Location identification items:
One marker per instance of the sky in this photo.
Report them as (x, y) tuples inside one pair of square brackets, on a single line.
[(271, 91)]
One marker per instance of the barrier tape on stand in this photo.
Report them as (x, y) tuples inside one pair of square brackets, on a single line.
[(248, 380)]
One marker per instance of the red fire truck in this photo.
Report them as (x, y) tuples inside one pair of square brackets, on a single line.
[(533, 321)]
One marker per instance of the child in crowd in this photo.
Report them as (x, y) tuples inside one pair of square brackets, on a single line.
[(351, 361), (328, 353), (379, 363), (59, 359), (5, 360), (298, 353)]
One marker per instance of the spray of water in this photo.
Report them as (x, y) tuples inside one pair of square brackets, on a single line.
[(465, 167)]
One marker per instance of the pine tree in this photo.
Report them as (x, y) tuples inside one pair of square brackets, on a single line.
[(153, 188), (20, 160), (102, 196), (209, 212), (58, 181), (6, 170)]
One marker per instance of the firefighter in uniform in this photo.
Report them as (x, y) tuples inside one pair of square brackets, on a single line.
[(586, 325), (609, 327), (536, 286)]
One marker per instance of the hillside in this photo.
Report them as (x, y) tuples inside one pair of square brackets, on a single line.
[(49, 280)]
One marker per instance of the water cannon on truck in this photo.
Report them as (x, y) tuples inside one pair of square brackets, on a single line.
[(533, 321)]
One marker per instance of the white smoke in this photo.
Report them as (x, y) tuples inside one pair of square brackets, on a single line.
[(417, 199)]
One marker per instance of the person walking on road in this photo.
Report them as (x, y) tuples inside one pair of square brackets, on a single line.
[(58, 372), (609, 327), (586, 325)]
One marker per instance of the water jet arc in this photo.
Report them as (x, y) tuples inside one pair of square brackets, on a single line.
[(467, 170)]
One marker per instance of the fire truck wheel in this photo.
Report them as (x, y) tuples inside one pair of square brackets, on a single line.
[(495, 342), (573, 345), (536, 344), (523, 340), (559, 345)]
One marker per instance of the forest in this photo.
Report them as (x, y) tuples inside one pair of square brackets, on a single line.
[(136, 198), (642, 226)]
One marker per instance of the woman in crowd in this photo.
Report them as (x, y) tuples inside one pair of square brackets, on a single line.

• **Instructions for the task**
All lines from the line containing "One marker per instance of the water jet" through the end of the listing above are to be duplicated exactly; include both ends and nothing further.

• **Solution to this exercise**
One marker per instance of the water jet arc in this photo.
Report them as (x, y) tuples inside one pair of square brackets, on a single line.
[(467, 170)]
One marker per instance of the fire truck wheel in this photo.
Report them as (x, y) tuples inside one pair of square brackets, on a single line.
[(495, 342), (573, 345), (536, 344), (523, 340), (559, 345)]
One marker per instance of the forest in this photo.
Report them as (x, y) tuples inside one pair of square brackets, on a single line.
[(136, 198), (642, 226)]
One marker per instance of the woman in crowd in this photo.
Report them as (x, y) tuples inside one pair of square brackets, on a single line.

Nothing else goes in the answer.